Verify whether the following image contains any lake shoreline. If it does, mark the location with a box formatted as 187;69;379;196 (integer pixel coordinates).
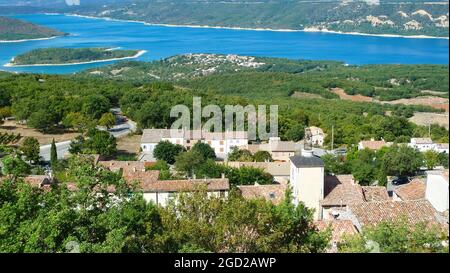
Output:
0;35;60;44
65;13;449;40
3;50;148;67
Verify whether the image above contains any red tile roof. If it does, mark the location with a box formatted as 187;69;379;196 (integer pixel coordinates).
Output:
394;179;426;201
141;179;230;192
349;200;439;227
321;175;365;206
362;186;390;202
238;184;287;204
314;220;358;243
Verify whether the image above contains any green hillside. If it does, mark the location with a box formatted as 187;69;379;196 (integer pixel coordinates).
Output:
0;16;65;41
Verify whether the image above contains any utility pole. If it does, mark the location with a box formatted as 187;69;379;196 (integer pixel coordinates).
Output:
331;125;334;151
428;123;431;138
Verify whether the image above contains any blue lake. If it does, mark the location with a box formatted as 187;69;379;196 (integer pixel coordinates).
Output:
0;14;449;73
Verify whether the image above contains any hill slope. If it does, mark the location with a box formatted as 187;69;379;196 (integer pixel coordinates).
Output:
0;16;65;41
67;0;449;37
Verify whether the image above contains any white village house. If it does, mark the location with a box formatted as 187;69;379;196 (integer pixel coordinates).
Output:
309;126;326;147
141;129;248;159
425;169;449;212
408;137;449;154
290;149;325;220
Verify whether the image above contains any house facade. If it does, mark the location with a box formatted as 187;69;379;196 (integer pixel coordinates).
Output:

**Written instruction**
Rewrite the lines from the one containing "Verify whether the image above contains any house" through the last line as a JSON list of strings, one string per line, with blank lines left out.

**Answer for this exercise**
[
  "Verify whether the image above contains any house facade. If it does, mark the location with a box formatted as 187;69;379;196 (integer pixel coordinates).",
  "Output:"
]